-- Exercise goal --
Update the entries that begin at the line containing "track with a point." and end after the line containing "(1026, 238)". Replace "steel gantry mast" with "overhead line mast" and leave everything else unchanged.

-- The records --
- - - - - - -

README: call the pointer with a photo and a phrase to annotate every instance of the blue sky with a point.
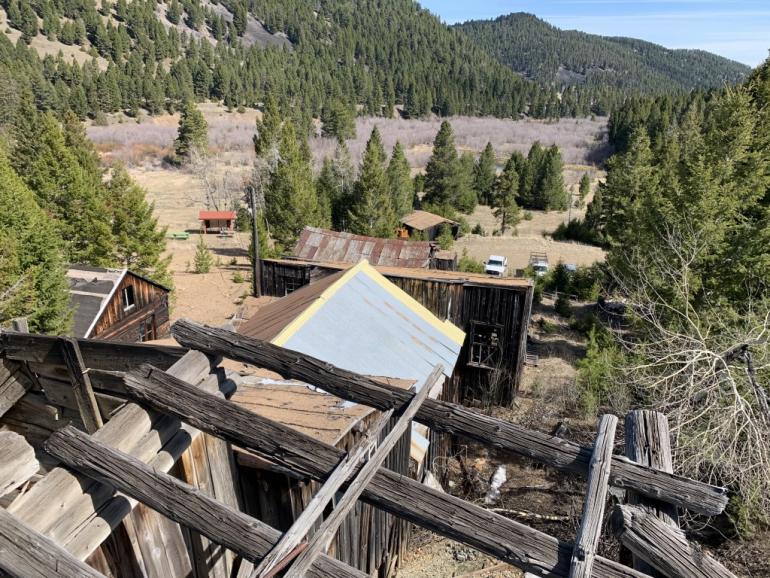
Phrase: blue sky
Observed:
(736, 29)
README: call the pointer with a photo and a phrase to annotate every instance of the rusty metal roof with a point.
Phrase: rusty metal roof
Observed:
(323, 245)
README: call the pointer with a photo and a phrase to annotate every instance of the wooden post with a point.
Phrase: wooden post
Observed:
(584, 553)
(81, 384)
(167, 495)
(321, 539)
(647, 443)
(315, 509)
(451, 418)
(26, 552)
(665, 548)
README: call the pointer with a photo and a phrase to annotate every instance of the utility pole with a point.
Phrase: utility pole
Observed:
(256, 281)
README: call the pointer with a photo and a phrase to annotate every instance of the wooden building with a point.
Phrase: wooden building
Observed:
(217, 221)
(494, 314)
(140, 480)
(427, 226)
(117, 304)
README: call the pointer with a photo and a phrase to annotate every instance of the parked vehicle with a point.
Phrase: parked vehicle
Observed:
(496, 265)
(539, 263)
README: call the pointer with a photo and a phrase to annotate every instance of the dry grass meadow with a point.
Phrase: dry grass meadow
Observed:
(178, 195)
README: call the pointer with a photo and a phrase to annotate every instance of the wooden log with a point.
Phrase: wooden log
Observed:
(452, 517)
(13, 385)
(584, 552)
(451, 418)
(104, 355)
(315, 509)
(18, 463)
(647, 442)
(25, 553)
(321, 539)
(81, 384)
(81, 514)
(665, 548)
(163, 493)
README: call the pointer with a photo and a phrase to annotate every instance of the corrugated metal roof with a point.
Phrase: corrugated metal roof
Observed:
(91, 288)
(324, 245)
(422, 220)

- - - - - - -

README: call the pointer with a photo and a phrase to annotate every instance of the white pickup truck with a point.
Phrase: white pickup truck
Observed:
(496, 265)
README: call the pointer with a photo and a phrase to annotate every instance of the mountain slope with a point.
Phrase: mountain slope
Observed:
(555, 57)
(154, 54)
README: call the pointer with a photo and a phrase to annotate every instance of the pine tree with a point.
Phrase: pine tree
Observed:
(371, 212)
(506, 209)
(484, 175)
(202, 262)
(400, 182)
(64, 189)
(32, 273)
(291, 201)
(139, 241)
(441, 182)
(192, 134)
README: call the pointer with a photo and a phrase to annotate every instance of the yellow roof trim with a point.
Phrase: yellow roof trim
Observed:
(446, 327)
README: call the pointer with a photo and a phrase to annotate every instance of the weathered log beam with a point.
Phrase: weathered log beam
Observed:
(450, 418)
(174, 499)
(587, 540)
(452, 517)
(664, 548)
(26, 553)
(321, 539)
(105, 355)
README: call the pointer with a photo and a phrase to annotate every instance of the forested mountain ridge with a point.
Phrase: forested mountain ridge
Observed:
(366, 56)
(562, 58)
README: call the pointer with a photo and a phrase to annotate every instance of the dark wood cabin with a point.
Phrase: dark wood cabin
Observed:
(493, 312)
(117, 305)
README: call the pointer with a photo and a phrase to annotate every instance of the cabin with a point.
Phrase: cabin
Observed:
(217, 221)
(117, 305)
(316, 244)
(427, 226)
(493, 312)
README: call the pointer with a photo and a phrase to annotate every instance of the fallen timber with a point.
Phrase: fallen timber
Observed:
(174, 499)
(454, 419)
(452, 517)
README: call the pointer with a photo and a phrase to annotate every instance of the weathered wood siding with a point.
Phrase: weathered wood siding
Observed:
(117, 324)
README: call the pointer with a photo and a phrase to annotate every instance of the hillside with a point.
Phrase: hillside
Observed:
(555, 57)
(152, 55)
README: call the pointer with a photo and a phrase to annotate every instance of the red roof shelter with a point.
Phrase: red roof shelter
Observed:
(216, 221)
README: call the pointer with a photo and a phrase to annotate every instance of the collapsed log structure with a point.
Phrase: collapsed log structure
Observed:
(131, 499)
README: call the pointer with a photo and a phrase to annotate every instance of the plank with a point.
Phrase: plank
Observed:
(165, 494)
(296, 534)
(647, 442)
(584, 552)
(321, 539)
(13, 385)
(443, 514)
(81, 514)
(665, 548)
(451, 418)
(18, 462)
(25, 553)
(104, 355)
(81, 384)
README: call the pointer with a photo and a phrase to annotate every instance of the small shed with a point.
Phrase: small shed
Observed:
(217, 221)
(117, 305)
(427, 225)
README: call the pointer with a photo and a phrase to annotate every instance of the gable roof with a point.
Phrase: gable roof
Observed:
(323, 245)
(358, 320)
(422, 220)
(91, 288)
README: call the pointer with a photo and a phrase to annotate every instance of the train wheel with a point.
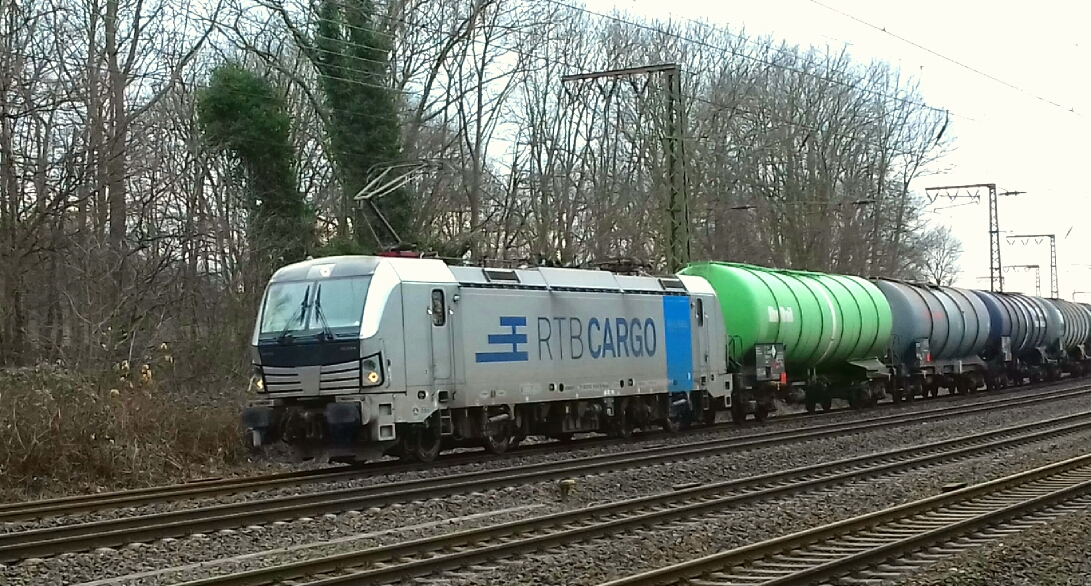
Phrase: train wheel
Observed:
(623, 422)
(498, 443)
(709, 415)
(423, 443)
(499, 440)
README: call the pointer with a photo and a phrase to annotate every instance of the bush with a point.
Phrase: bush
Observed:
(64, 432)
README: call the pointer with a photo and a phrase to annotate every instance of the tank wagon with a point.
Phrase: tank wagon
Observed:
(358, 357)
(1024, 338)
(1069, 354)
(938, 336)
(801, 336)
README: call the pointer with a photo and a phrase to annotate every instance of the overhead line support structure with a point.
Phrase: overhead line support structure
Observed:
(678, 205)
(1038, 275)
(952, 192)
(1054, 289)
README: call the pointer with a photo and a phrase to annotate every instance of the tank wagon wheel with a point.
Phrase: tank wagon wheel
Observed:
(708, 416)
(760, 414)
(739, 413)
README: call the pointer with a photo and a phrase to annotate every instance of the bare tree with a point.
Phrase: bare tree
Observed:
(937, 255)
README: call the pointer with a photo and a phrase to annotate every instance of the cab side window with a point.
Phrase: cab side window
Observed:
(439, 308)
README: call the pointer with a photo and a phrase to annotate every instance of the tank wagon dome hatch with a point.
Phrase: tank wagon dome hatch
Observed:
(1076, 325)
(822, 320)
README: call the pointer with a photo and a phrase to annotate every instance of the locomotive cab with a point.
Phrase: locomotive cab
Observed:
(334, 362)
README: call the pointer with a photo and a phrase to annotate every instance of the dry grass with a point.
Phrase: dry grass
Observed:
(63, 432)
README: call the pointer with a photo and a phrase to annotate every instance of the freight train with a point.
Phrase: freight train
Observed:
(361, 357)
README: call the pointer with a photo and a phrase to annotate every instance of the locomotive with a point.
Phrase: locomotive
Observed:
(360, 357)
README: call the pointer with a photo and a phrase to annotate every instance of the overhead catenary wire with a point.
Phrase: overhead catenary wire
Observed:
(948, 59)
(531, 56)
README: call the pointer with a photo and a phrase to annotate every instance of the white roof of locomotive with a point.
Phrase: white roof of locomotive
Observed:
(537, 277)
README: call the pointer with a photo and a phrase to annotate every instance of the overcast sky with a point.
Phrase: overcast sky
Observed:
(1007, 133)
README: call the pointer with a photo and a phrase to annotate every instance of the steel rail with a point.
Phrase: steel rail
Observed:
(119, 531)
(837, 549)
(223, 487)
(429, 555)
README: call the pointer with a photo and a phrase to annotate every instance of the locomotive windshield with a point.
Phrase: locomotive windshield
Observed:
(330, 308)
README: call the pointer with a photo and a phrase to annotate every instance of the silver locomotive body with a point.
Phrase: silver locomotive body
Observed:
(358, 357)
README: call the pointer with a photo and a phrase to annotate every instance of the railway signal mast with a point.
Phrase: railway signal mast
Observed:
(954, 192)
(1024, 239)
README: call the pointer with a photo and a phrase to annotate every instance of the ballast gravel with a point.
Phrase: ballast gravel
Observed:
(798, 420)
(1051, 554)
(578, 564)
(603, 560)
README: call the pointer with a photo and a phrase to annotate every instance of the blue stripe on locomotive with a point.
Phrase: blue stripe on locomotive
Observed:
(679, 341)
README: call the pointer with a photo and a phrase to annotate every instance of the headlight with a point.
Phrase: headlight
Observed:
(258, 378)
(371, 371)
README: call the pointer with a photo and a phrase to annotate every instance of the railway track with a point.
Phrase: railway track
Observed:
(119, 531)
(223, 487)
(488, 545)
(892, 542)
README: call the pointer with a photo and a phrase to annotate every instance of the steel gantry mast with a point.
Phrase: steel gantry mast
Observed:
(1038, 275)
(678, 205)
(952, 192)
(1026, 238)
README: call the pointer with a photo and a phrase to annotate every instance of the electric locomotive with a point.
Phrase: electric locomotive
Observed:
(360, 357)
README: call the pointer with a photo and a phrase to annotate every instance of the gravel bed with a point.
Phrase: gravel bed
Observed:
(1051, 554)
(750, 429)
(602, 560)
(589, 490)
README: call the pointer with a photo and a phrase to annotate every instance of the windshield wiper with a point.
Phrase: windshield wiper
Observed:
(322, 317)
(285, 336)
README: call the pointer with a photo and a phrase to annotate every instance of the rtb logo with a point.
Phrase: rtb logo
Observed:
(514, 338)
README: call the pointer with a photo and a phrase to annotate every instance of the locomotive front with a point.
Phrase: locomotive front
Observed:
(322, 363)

- - - - - - -

-- Task output --
README: call the pointer with a photo and a phrase to annotate every instance of the railway track with a point.
Phrase: railway track
Observed:
(119, 531)
(223, 487)
(488, 545)
(892, 542)
README: call the pointer with a photo and a phrase to annotate every instance of the overhead line mast with a point.
Phrase: overhead line mast
Observed:
(1038, 275)
(678, 205)
(952, 192)
(1026, 238)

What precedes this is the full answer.